Text provided »
- - -

Outraged, two local residents, along with the South Central Improvement Association and Capitol Hill United Neighborhoods, filed a lawsuit charging that the Board of Adjustment had acted irresponsibly. In May 1979 a district court judge agreed. In a blistering decision, the judge refused even to allow the board to reconsider its decision and simply overturned it.
Since the strike at Hirschfeld began two months ago, union officials have charged that Hirschfeld has used his position on various cultural boards to win printing contracts. There is no evidence to support that. But there are plenty of examples showing how Hirschfeld is nevertheless wired very tightly into Denver's business and political communities.
Since Hirschfeld began serving on the Denver Metro Convention and Visitor's Bureau board of directors, for instance, A.B. Hirschfeld Printing has won several contracts to print the organization's publications, which are mailed out to tourists and conventioneers. Despite the appearance, that is not necessarily a conflict of interest: The contracts are let to publishers, who then subcontract out the printing work.
Still, sources close to the bureau's board who asked not to be identified say that Hirschfeld's bids for the printing work frequently seemed to come in very late and just under the low bid. Although there was never any indication that Hirschfeld had tampered with the bids, one source says that a local accounting agency was retained to accept the sealed proposals so as to prevent any future problems.
Even that move did not entirely block Hirschfeld's network, however. At the time, Al Luthy was president of JWJ Publishing, which had the contract to publish the guides. Luthy recalls that soon after the bids were received by the accounting firm, he learned that Hirschfeld already knew the results--even before they had been reported to JWJ, which was letting the contract.
"Apparently this guy at the accounting firm was a friend of Barry's," Luthy recalls. "When he called and asked about the bids, the guy just told him. I think he just did it out of habit. Anyway, I told [the accounting firm], `I have a real problem with this.' I said, `I haven't even been told about this yet.'"
Adds Luthy, who now works out of New Jersey: "It was kind of comical and it wasn't." (Hirschfeld disputes Luthy's memory. He says the accounting firm opened the bids publicly and Luthy simply wasn't there.)

- - -

Things to do »
1. From the Hirschfeld article, extract the passage starting with "Even that move" and going on through "letting the contract.".
2. Answer these questions from the Hirschfeld article:
(a) In what month and year did a district court judge agree with the lawsuit against the Board of Adjustment?
(b) Which company held the contract to publish the guides when Al Luthy was its president?
(c) Where does Luthy now work out of?

Dataset section »
- - -

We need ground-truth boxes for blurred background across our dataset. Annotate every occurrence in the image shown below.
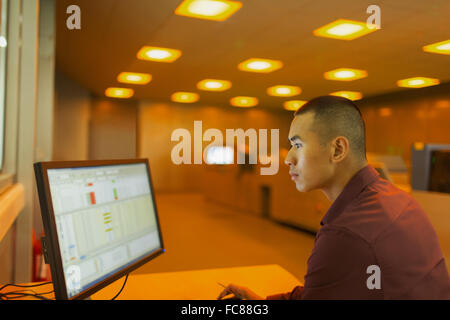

- - -

Solutions to the problems »
1.
Even that move did not entirely block Hirschfeld's network, however. At the time, Al Luthy was president of JWJ Publishing, which had the contract to publish the guides. Luthy recalls that soon after the bids were received by the accounting firm, he learned that Hirschfeld already knew the results--even before they had been reported to JWJ, which was letting the contract.

2.
(a) May 1979
(b) JWJ Publishing
(c) New Jersey